**** Article ****

Fork as a Window Function Workaround
Window functions like ROW_NUMBER() OVER (PARTITION BY ...) are not yet available in SuperDB (brimdata/super#5921). This tutorial shows how to use fork to achieve per-group selection — picking the top N items from each group.
The Problem
You have a pool of available EC2 instances spread across availability zones. You need to pick instances while maximizing AZ distribution — taking an equal number from each zone rather than filling up from one.
{id:"i-001",az:"us-east-1a"}
{id:"i-002",az:"us-east-1a"}
{id:"i-003",az:"us-east-1a"}
{id:"i-004",az:"us-east-1b"}
{id:"i-005",az:"us-east-1c"}
{id:"i-006",az:"us-east-1c"}
{id:"i-007",az:"us-east-1c"}
{id:"i-008",az:"us-east-1c"}
Distribution: 3 in us-east-1a, 1 in us-east-1b, 4 in us-east-1c.
What You’d Want (Window Functions)
In SQL with window functions, this would be straightforward:
SELECT * FROM (
SELECT *,
ROW_NUMBER() OVER (PARTITION BY az ORDER BY id) as rn
FROM instances
) WHERE rn <= 2
This assigns a row number within each AZ group, then filters to keep only the first 2 per group. But SuperDB doesn’t support this yet.
The Fork Approach
fork splits the input stream into parallel branches. Each branch receives a copy of all the input records, processes them independently, and the results from every branch are merged back together into a single stream.
Here’s the full query — we’ll break it down step by step after:
super -s -c "
from instances.sup
| fork
( where az=='us-east-1a' | head 2 )
( where az=='us-east-1b' | head 2 )
( where az=='us-east-1c' | head 2 )
| sort az, id
"
{id:"i-001",az:"us-east-1a"}
{id:"i-002",az:"us-east-1a"}
{id:"i-004",az:"us-east-1b"}
{id:"i-005",az:"us-east-1c"}
{id:"i-006",az:"us-east-1c"}
Step by Step
Step 1: from instances.sup — reads all 8 records into the stream:
super -s -c "from instances.sup"
{id:"i-001",az:"us-east-1a"}
{id:"i-002",az:"us-east-1a"}
{id:"i-003",az:"us-east-1a"}
{id:"i-004",az:"us-east-1b"}
{id:"i-005",az:"us-east-1c"}
{id:"i-006",az:"us-east-1c"}
{id:"i-007",az:"us-east-1c"}
{id:"i-008",az:"us-east-1c"}
Step 2: fork — sends all 8 records into each of three branches. Each branch sees the full input and processes it independently.
Branch 1: where az=='us-east-1a' filters to 3 records, then head 2 keeps the first 2:
super -s -c "from instances.sup | where az=='us-east-1a' | head 2"

**** Recorded data ****

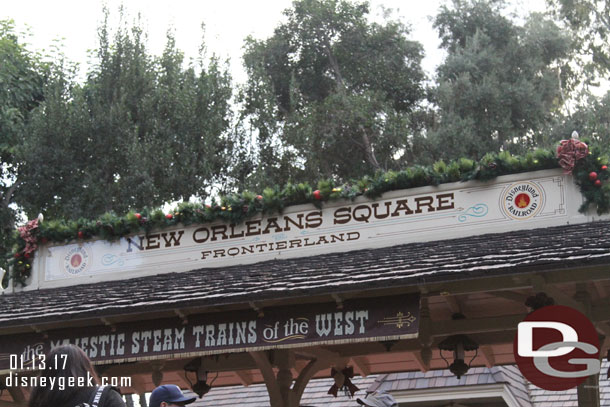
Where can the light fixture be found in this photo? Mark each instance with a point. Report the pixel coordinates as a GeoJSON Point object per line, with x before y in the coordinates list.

****

▶ Exercise tasks
1) In the tutorial on using fork in SuperDB, what does each branch receive when fork splits the input stream?
2) Carry the tutorial on using fork in SuperDB forward, starting right after its final line.

▶ Results of the exercise
1) Each branch receives a copy of all the input records.

2)
{id:"i-001",az:"us-east-1a"}
{id:"i-002",az:"us-east-1a"}
(i-003 was filtered out by head 2)
Branch 2: where az=='us-east-1b' filters to 1 record, head 2 returns what’s available:
super -s -c "from instances.sup | where az=='us-east-1b' | head 2"
{id:"i-004",az:"us-east-1b"}
Only 1 instance exists in this AZ. head 2 doesn’t error or pad — it just returns what’s there.
Branch 3: where az=='us-east-1c' filters to 4 records, head 2 keeps the first 2:
super -s -c "from instances.sup | where az=='us-east-1c' | head 2"
{id:"i-005",az:"us-east-1c"}
{id:"i-006",az:"us-east-1c"}
(i-007 and i-008 were filtered out by head 2)
Step 3: implicit combine — after the fork closes, results from all three branches merge back into a single stream of 5 records. Fork branches run in parallel and finish in nondeterministic order, so the combined output may be interleaved differently on each run. This is why the final sort matters.
Step 4: sort az, id — sorts the combined results for clean, predictable output:
super -s -c "
from instances.sup
| fork
( where az=='us-east-1a' | head 2 )
( where az=='us-east-1b' | head 2 )
( where az=='us-east-1c' | head 2 )
| sort az, id
"
{id:"i-001",az:"us-east-1a"}
{id:"i-002",az:"us-east-1a"}
{id:"i-004",az:"us-east-1b"}
{id:"i-005",az:"us-east-1c"}
{id:"i-006",az:"us-east-1c"}
2 from us-east-1a, 1 from us-east-1b (all it had), 2 from us-east-1c — as balanced as possible given the available pool.
Why Not Just Sort and Head?
Without fork, you might try:
super -s -c "from instances.sup | sort az, id | head 5"
{id:"i-001",az:"us-east-1a"}
{id:"i-002",az:"us-east-1a"}
{id:"i-003",az:"us-east-1a"}
{id:"i-004",az:"us-east-1b"}
{id:"i-005",az:"us-east-1c"}
All 3 from us-east-1a, the 1 from us-east-1b, and only 1 from us-east-1c. That’s unbalanced — it fills up from the first AZ alphabetically instead of distributing evenly.
Verifying the Distribution
You can check the balance of your selection by piping through an aggregate:
super -s -c "
from instances.sup
| fork
( where az=='us-east-1a' | head 2 )
( where az=='us-east-1b' | head 2 )
( where az=='us-east-1c' | head 2 )
| aggregate count:=count() by az
| sort az
"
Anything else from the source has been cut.